Work item A -> According to the rugby article, which player was the Six Nations' player of the tournament?
Work item B -> Retype the rugby article from "In some areas" up to and including "stunts the opposition.".

Excerpted passage ->
Pity the British & Irish Lions coach with so much talent to choose from
While the Springboks will largely try to revert to the fit and able among their tried and tested in their selections‚ the British & Irish Lions will survey a landscape less cloaked in Covid-19.
The teams clash in their long- and much-anticipated first Test in Cape Town on Saturday and naturally their selection strategies will to a large degree hold the key to the outcome.
Even before Covid-19 brought disruption‚ the Springboks would have had clarity around their selections. The Lions, however, are a team that is traditionally forged in the furnace of tour battles but so far they have not seen much by way of a blowtorch. Apart from their only defeat on tour — against SA A — the Lions have been rampant‚ producing many sparkling performers.
From a South African perspective it is hoped B & I Lions coach Warren Gatland will be blinded by the light and blunders in his selection. That, however, is unlikely. Raised in New Zealand's cattle country‚ Gatland can tell his Angus from his Shorthorn.
In some areas like prop‚ lock and scrumhalf, his thoughts may be clearly distilled‚ but he is spoilt for choice elsewhere.
His back row in particular is an area in which he is likely to agonise. Hamish Watson‚ Tom Curry‚ Courtney Lawes‚ Taulupe Faletau and Sam Simmonds are vying for the three starting berths. Watson‚ the Six Nations' player of the tournament‚ is a tireless toiler and gainline basher who is guaranteed to leave an impression. Curry has a work ethic and rate that assures a wide range of influence. He doesn't just get his team going‚ he stunts the opposition.
Gatland is too familiar with Faletau as a bruiser in the Wales back row‚ while Simmonds‚ a surprise tour selection ahead of Billy Vunipola‚ brings energy and thrust that is perhaps best suited for deployment from the bench.
In Courtney Lawes‚ the coach has a player with a second rower's dimensions and engine but fitted with an after-sales Sat Nav. Moreover‚ he will match the South Africans in the physicality stakes and will likely play bumper cars with the Boks until something gives.

(Region pointing data)
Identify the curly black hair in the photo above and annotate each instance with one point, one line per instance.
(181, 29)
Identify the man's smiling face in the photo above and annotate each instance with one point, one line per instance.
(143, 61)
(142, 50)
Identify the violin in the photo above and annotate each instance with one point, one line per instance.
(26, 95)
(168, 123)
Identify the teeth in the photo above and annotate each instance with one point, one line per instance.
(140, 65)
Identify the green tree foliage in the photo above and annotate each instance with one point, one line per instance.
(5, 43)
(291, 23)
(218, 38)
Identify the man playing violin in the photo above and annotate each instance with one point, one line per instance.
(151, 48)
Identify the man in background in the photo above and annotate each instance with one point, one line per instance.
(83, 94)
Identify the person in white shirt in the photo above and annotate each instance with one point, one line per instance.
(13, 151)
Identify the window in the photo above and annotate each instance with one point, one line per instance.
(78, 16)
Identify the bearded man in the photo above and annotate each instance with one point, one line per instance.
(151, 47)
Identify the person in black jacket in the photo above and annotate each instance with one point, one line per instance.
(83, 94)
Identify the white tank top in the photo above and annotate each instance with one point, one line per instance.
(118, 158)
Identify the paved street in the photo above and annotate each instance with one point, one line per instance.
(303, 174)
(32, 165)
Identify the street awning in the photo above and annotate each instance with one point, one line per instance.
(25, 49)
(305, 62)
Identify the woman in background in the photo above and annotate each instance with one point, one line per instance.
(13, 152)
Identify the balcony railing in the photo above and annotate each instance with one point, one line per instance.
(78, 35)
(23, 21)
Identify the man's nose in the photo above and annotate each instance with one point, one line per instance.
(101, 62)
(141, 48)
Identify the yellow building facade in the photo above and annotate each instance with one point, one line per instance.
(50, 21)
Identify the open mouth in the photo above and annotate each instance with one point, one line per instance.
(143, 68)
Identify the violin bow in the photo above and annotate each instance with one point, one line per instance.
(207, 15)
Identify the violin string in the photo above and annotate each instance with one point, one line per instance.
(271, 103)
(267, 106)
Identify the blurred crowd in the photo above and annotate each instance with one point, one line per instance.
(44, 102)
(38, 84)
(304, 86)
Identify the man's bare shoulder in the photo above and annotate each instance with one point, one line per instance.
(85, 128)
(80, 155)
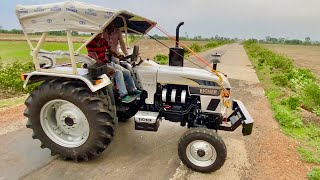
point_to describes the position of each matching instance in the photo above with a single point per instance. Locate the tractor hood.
(188, 76)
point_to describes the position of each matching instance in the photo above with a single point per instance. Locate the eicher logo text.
(208, 91)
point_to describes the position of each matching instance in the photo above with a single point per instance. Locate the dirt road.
(266, 154)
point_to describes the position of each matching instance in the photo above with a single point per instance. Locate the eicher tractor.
(74, 111)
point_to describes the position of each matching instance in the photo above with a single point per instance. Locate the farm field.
(15, 47)
(304, 56)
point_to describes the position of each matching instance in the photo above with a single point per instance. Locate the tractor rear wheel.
(202, 150)
(71, 120)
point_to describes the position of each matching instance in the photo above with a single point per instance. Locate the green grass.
(12, 101)
(287, 88)
(11, 51)
(314, 174)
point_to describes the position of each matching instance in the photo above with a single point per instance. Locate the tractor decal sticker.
(90, 12)
(204, 82)
(23, 11)
(213, 104)
(108, 15)
(205, 91)
(72, 9)
(38, 9)
(55, 9)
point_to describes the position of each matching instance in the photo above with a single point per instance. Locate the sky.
(293, 19)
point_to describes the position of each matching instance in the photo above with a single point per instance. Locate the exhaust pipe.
(177, 33)
(176, 54)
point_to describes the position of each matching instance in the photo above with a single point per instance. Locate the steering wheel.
(135, 54)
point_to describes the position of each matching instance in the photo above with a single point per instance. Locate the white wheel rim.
(201, 153)
(64, 123)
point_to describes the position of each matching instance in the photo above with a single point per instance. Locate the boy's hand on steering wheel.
(110, 71)
(121, 56)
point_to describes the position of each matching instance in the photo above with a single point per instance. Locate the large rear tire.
(202, 150)
(71, 120)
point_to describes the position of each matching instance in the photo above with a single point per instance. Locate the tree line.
(273, 40)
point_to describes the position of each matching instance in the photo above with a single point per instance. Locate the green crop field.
(19, 50)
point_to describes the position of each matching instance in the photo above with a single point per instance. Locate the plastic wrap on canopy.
(76, 16)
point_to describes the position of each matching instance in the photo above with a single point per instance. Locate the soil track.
(266, 154)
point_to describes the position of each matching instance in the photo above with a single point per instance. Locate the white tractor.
(74, 111)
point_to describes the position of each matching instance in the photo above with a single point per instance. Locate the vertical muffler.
(176, 54)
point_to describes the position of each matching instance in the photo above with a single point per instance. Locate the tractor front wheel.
(202, 150)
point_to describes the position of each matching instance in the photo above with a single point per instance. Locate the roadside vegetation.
(195, 47)
(292, 91)
(273, 40)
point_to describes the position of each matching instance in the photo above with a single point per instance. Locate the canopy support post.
(71, 51)
(37, 49)
(87, 42)
(125, 30)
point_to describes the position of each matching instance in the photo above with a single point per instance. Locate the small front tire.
(202, 150)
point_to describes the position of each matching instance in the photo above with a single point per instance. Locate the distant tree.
(307, 39)
(268, 38)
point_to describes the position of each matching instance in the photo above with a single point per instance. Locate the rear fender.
(35, 76)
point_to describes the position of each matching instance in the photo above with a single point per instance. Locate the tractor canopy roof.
(77, 16)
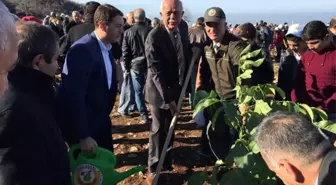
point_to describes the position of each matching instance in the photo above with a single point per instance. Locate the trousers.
(161, 120)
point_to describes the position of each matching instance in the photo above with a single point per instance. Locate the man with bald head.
(332, 25)
(133, 55)
(164, 53)
(129, 20)
(8, 46)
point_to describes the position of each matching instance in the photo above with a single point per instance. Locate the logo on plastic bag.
(88, 175)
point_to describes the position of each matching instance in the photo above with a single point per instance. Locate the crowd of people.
(99, 53)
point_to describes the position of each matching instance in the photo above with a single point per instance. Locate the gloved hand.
(200, 119)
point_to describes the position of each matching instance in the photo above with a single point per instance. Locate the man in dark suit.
(164, 53)
(87, 93)
(134, 59)
(296, 150)
(27, 114)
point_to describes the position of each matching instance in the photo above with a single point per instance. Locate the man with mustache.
(218, 70)
(165, 58)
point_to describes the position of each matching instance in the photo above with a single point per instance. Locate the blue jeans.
(126, 103)
(139, 80)
(193, 78)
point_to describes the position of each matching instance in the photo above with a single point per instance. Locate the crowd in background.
(98, 52)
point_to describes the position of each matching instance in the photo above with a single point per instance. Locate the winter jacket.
(32, 150)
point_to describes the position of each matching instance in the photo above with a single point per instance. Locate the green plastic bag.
(97, 168)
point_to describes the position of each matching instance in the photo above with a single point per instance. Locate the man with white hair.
(164, 54)
(8, 46)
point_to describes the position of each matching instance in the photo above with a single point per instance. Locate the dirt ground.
(131, 147)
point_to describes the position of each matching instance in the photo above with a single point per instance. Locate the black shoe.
(125, 115)
(145, 119)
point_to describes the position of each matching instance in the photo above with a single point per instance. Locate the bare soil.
(131, 147)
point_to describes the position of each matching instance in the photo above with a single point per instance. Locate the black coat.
(32, 150)
(78, 31)
(162, 85)
(133, 47)
(328, 169)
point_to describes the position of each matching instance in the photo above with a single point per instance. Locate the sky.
(255, 9)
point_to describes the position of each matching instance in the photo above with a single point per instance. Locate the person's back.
(135, 38)
(28, 119)
(315, 84)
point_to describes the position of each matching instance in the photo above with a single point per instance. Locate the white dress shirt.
(106, 55)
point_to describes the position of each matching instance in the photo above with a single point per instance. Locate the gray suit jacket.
(162, 85)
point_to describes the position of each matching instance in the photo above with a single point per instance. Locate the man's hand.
(173, 107)
(88, 145)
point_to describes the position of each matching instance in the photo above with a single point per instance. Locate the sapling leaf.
(326, 125)
(250, 55)
(246, 50)
(262, 107)
(247, 74)
(323, 115)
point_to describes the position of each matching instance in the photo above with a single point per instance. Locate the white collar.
(102, 45)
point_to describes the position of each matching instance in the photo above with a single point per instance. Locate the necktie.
(216, 47)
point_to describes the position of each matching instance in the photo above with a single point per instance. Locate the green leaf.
(247, 74)
(309, 111)
(215, 116)
(235, 177)
(254, 147)
(199, 95)
(198, 178)
(262, 107)
(249, 63)
(326, 125)
(203, 105)
(323, 115)
(247, 99)
(277, 106)
(279, 91)
(253, 119)
(250, 55)
(212, 94)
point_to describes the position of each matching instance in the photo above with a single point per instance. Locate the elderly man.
(28, 119)
(135, 60)
(164, 53)
(8, 46)
(155, 22)
(296, 150)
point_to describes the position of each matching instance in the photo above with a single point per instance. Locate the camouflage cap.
(214, 14)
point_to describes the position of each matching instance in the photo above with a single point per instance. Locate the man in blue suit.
(87, 93)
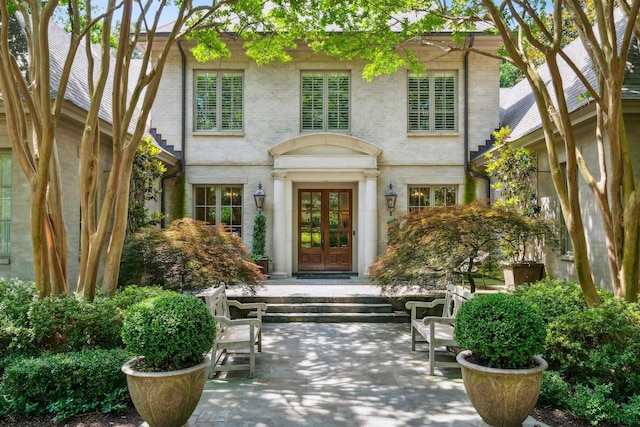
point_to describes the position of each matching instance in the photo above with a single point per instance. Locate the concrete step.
(394, 317)
(329, 307)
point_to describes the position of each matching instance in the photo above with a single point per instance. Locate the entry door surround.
(324, 229)
(324, 162)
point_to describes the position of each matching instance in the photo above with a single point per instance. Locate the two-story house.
(325, 145)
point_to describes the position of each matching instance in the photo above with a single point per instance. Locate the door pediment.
(325, 151)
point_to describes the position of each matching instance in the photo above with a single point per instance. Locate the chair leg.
(432, 357)
(413, 339)
(252, 361)
(214, 360)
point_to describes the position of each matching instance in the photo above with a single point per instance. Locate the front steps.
(331, 309)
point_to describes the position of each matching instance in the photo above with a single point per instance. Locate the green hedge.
(16, 296)
(66, 384)
(69, 323)
(593, 354)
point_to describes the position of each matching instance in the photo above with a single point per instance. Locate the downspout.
(183, 136)
(467, 171)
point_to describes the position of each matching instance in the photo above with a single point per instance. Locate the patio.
(336, 374)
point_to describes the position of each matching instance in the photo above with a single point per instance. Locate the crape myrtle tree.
(33, 109)
(382, 32)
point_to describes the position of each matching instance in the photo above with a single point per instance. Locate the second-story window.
(325, 101)
(5, 203)
(219, 205)
(218, 102)
(432, 102)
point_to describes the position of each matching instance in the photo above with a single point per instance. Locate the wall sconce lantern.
(390, 195)
(259, 197)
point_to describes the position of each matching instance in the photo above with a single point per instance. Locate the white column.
(279, 226)
(370, 220)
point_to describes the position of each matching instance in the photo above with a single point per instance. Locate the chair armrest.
(437, 319)
(256, 323)
(414, 305)
(424, 304)
(248, 305)
(260, 307)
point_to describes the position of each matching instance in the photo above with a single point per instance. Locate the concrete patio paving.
(336, 374)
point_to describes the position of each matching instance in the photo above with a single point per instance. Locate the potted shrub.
(519, 244)
(258, 253)
(502, 335)
(514, 174)
(170, 333)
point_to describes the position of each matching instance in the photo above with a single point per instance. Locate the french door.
(324, 230)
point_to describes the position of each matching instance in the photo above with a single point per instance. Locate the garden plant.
(188, 254)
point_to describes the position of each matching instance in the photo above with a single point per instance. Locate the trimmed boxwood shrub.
(501, 330)
(15, 298)
(552, 297)
(600, 345)
(70, 323)
(66, 384)
(171, 331)
(125, 297)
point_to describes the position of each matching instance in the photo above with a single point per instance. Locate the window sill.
(566, 257)
(197, 134)
(433, 134)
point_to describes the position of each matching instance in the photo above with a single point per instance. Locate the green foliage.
(15, 298)
(259, 236)
(515, 173)
(147, 169)
(594, 404)
(125, 297)
(66, 384)
(555, 390)
(188, 254)
(600, 345)
(469, 193)
(170, 331)
(553, 298)
(70, 323)
(501, 330)
(593, 353)
(442, 242)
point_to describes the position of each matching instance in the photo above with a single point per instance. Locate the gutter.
(467, 171)
(183, 135)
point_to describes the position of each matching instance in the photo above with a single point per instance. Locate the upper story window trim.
(218, 104)
(325, 101)
(432, 102)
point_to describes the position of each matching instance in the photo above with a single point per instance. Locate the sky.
(169, 14)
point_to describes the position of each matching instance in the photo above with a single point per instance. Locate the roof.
(77, 92)
(518, 106)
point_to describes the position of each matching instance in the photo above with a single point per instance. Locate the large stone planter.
(502, 397)
(166, 399)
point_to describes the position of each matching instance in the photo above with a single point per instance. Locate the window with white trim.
(432, 102)
(5, 203)
(325, 101)
(219, 205)
(218, 101)
(566, 245)
(431, 195)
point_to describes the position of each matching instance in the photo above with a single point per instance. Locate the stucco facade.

Answer A -> Hamish Watson

Answer B ->
In some areas like prop‚ lock and scrumhalf, his thoughts may be clearly distilled‚ but he is spoilt for choice elsewhere.
His back row in particular is an area in which he is likely to agonise. Hamish Watson‚ Tom Curry‚ Courtney Lawes‚ Taulupe Faletau and Sam Simmonds are vying for the three starting berths. Watson‚ the Six Nations' player of the tournament‚ is a tireless toiler and gainline basher who is guaranteed to leave an impression. Curry has a work ethic and rate that assures a wide range of influence. He doesn't just get his team going‚ he stunts the opposition.